Task details: Gather every line in the items below that contains the word "balloon". Case matters, so a line with the word in different capitalization does not count.

Listed entries:
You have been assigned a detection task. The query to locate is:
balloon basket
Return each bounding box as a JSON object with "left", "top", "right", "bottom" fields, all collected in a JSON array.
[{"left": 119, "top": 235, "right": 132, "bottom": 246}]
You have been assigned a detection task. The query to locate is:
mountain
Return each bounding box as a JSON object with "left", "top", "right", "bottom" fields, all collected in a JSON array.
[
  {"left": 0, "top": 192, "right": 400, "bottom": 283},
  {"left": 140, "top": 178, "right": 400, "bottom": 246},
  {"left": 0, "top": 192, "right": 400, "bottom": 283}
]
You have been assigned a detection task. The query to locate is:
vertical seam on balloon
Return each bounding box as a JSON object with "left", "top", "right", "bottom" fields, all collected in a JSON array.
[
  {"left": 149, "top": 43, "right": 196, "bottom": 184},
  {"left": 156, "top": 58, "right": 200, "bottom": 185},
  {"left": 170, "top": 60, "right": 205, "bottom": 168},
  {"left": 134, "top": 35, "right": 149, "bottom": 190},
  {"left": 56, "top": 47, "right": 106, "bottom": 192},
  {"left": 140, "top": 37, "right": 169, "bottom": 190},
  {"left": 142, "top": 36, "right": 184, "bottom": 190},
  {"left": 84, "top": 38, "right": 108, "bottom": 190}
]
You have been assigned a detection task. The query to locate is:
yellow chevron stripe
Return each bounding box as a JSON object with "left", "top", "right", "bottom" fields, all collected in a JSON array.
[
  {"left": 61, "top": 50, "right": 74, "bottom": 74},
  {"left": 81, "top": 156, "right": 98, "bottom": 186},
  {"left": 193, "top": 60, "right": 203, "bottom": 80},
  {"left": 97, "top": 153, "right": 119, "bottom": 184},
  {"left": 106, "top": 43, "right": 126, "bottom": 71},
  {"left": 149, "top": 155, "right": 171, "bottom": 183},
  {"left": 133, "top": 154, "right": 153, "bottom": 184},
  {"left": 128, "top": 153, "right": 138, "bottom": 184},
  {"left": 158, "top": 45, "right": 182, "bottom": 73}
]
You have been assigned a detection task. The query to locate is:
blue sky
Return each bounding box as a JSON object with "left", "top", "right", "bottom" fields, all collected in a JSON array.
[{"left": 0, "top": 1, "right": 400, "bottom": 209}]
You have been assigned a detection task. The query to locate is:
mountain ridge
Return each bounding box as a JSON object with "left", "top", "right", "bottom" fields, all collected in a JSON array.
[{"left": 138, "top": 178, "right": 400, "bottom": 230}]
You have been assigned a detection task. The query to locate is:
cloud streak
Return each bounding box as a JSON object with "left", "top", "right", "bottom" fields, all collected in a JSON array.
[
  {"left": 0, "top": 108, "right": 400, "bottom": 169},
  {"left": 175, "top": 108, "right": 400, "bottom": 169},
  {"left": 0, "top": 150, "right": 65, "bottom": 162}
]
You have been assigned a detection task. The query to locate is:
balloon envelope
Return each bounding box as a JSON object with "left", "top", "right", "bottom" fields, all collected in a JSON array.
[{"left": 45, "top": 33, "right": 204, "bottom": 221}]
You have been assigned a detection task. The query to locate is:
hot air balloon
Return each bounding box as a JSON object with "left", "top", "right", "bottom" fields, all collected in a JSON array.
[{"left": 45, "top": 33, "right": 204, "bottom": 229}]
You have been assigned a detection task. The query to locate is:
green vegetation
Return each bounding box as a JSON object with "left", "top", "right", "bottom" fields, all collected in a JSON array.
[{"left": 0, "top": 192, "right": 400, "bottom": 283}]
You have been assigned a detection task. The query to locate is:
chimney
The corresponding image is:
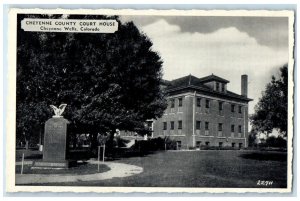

The completed task:
balloon basket
vertical seam on balloon
balloon envelope
hot air balloon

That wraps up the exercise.